Directive → Count how many lines in the entries below contain the word "hair", matching case exactly. Give only the number.

===== Supplied data

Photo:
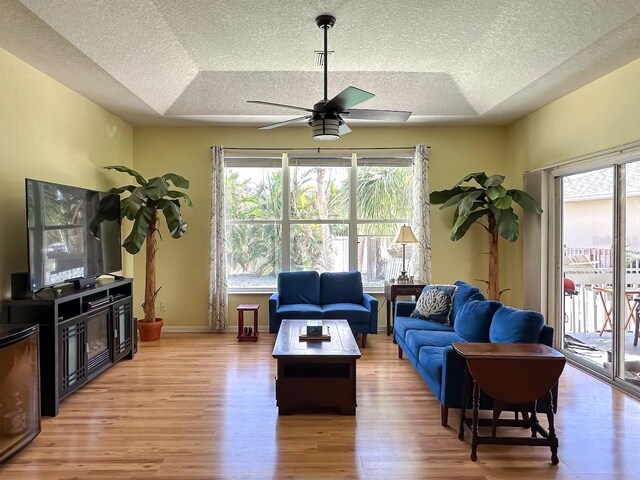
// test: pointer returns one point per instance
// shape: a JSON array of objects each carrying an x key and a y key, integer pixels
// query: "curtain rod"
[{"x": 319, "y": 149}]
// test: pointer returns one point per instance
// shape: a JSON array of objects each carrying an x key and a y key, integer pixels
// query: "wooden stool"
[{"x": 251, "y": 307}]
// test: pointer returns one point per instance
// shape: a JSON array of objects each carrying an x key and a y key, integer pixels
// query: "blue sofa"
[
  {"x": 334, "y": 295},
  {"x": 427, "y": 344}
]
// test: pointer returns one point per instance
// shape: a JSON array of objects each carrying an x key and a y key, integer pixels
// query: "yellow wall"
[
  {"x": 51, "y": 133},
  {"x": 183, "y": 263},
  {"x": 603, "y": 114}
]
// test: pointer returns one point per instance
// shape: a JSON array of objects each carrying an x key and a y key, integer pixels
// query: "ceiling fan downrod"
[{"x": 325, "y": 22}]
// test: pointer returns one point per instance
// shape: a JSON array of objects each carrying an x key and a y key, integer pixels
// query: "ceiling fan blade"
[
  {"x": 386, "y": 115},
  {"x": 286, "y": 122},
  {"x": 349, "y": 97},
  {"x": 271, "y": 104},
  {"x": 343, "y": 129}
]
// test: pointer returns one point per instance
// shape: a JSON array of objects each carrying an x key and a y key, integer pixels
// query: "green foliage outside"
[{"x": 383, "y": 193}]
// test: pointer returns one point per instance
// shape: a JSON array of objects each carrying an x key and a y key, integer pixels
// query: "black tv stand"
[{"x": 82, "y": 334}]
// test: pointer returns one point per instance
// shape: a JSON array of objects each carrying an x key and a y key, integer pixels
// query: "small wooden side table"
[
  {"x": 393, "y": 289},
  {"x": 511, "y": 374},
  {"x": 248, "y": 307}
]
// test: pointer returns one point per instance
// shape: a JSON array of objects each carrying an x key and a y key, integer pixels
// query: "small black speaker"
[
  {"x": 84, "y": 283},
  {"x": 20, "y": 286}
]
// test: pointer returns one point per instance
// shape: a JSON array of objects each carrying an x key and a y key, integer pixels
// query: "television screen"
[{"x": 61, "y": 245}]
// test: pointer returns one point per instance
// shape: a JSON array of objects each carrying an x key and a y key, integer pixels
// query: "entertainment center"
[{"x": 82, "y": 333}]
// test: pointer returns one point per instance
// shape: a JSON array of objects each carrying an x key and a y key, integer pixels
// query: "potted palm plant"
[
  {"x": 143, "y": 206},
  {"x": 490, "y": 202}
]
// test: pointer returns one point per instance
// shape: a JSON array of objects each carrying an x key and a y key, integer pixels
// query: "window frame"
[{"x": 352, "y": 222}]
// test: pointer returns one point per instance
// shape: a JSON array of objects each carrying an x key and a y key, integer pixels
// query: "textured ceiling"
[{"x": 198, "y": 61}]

==========
===== Supplied data

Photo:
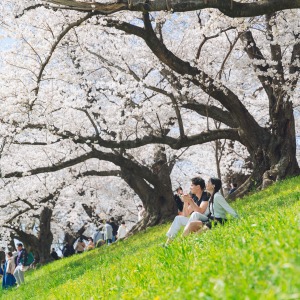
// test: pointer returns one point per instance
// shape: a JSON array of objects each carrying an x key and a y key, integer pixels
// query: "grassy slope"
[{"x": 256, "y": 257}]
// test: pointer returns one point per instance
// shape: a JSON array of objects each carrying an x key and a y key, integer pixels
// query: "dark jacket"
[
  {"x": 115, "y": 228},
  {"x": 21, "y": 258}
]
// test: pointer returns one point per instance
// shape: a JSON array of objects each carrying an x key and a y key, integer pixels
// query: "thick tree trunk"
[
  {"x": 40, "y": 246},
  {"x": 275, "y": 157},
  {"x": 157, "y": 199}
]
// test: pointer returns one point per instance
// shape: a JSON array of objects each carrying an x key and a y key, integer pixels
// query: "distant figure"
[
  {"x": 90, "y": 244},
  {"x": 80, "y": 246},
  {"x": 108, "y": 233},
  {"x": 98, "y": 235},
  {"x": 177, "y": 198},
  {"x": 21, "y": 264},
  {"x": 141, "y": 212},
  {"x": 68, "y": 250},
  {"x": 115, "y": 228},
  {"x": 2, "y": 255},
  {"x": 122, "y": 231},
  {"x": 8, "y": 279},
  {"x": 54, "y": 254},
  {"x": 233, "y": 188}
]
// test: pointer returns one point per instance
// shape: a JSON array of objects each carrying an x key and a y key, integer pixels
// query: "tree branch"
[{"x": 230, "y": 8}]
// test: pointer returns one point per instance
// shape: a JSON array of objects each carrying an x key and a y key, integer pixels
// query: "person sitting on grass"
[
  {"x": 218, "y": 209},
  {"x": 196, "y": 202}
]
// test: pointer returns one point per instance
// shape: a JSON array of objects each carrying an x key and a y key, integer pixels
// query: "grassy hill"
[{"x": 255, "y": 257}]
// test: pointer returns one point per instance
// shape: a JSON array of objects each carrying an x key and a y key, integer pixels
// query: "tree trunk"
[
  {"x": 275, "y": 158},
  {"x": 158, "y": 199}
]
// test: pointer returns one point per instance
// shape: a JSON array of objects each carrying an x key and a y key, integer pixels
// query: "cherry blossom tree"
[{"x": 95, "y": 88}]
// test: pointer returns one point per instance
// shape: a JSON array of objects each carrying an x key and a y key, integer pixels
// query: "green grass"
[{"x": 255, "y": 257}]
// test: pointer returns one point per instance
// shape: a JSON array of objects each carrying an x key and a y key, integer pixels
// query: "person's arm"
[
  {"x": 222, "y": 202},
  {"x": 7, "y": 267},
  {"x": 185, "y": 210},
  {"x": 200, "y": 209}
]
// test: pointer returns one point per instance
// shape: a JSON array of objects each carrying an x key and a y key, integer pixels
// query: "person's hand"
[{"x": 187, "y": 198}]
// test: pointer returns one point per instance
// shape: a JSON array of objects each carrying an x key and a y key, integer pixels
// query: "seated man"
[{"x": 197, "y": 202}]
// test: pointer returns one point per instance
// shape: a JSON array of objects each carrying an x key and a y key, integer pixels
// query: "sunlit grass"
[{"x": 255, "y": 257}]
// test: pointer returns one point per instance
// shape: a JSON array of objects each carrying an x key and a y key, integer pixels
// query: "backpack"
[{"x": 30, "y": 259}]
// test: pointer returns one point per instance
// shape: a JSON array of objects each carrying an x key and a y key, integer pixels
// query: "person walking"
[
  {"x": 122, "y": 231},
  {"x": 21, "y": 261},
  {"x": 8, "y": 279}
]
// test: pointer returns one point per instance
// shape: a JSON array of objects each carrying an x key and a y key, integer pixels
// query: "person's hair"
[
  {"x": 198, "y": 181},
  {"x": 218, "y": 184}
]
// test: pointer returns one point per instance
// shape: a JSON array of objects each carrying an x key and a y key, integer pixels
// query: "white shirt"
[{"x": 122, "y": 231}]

==========
===== Supplied data

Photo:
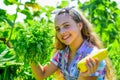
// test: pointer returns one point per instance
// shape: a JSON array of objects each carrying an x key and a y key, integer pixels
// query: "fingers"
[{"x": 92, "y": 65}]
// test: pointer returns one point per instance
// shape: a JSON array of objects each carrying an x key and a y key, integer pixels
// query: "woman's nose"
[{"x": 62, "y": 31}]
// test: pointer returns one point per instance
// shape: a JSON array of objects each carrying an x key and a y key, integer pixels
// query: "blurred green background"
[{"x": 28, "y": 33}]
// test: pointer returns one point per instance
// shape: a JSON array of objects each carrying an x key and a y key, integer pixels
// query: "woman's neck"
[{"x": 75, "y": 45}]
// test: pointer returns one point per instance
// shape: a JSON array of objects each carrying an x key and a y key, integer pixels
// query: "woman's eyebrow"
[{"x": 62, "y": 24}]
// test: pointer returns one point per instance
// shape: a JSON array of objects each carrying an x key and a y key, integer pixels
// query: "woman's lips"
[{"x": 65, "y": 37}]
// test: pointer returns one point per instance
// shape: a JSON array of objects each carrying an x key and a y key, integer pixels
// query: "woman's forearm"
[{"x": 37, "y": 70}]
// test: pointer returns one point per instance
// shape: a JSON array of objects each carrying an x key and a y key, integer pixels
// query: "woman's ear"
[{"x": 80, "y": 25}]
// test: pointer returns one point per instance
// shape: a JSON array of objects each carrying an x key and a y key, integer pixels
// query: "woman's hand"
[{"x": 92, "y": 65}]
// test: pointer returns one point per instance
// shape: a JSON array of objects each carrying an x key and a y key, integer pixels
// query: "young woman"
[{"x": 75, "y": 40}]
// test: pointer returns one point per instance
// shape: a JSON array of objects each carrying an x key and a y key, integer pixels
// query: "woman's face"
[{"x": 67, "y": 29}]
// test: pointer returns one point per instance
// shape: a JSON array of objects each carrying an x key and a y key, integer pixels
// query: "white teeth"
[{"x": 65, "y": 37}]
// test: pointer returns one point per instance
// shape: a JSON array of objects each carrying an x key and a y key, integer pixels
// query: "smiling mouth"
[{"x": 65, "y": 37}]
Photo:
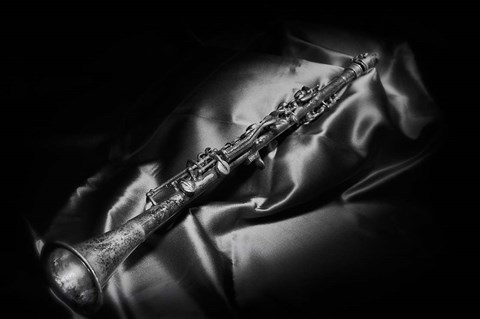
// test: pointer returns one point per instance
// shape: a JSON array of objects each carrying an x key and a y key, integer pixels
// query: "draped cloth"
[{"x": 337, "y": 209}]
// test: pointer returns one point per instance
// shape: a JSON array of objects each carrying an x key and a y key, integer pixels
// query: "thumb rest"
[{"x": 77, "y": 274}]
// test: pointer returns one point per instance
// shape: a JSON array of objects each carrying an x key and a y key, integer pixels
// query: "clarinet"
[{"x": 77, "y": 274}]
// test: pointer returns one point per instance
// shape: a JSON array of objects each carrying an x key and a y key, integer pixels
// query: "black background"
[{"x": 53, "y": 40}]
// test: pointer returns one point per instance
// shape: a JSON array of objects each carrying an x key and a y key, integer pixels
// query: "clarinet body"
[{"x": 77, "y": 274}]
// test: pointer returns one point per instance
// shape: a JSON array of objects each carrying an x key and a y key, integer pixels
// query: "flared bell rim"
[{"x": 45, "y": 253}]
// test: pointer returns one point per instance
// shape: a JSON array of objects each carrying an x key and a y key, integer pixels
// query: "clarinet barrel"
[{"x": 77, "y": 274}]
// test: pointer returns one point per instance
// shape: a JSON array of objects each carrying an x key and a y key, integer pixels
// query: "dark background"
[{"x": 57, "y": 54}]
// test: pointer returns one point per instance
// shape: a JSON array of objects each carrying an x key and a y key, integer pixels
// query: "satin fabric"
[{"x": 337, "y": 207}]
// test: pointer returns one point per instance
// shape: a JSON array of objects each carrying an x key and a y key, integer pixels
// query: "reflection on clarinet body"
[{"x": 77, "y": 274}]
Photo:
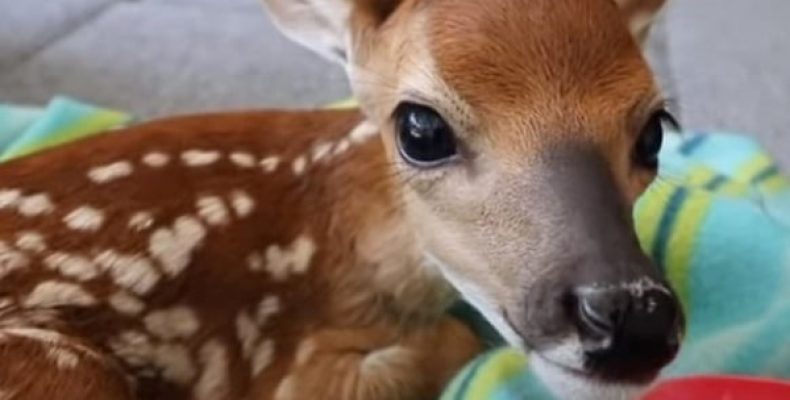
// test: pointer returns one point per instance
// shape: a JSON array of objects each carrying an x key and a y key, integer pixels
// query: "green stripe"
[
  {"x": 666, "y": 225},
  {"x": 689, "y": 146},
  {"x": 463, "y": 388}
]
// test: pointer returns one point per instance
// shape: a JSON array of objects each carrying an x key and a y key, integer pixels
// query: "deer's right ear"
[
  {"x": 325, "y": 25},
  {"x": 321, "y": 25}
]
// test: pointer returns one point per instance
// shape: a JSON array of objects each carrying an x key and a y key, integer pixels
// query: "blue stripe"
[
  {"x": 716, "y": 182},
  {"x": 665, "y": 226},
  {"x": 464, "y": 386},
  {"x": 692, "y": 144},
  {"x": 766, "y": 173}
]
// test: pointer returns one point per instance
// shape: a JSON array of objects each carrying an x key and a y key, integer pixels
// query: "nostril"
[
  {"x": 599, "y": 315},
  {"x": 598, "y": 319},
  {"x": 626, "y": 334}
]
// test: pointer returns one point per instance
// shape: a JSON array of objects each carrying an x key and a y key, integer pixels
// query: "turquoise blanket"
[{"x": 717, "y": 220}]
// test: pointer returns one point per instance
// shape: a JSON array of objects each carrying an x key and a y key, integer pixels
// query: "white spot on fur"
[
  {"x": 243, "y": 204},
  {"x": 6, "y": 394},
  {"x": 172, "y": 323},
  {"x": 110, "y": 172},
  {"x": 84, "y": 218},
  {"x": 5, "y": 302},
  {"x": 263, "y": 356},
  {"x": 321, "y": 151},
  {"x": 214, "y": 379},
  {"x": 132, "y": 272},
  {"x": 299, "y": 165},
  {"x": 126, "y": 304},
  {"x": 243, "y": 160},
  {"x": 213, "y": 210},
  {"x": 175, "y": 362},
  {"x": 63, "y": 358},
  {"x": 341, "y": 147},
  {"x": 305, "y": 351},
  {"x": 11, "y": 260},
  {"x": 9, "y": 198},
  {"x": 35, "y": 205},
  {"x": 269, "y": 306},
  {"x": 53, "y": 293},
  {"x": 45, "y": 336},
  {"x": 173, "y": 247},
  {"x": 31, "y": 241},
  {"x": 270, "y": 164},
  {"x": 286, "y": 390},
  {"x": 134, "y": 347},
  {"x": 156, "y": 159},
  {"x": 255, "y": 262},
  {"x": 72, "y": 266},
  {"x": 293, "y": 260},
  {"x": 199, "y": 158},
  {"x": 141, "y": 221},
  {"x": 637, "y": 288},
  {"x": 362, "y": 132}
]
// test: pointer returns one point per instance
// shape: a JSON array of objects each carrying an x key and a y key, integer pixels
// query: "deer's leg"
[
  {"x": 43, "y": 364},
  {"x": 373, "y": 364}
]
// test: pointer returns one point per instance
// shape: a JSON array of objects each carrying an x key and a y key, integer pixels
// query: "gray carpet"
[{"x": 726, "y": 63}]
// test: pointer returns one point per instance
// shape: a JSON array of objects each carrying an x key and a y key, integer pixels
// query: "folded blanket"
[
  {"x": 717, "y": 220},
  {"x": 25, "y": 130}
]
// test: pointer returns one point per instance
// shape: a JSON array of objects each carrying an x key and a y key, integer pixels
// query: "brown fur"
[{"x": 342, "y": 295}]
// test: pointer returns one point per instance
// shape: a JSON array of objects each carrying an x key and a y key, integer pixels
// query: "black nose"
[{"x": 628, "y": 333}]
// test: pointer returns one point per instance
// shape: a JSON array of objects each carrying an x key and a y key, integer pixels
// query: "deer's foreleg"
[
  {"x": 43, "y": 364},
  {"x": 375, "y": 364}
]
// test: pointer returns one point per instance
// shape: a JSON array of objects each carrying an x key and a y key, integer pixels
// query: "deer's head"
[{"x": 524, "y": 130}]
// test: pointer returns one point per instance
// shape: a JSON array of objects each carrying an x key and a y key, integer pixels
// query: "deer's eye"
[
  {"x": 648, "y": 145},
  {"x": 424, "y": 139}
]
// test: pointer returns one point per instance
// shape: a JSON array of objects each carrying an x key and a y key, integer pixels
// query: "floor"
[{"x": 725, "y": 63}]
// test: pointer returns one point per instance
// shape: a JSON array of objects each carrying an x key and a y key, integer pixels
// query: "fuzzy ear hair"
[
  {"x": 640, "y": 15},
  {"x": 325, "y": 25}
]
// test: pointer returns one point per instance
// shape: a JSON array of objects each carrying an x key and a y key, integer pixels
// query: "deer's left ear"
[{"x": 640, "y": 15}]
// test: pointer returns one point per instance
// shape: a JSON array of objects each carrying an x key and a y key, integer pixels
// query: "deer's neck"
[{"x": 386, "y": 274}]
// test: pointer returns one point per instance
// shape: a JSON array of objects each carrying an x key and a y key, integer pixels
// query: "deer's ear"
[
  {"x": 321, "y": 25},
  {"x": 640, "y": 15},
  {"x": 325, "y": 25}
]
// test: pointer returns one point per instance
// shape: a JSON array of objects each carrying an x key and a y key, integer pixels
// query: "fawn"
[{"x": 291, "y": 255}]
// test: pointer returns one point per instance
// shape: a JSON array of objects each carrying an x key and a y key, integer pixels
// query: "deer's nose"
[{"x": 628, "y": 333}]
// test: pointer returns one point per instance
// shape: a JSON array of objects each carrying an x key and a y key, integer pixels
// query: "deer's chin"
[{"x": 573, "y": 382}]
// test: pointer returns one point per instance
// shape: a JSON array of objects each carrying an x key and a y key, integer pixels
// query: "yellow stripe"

==========

Finished exercise → 2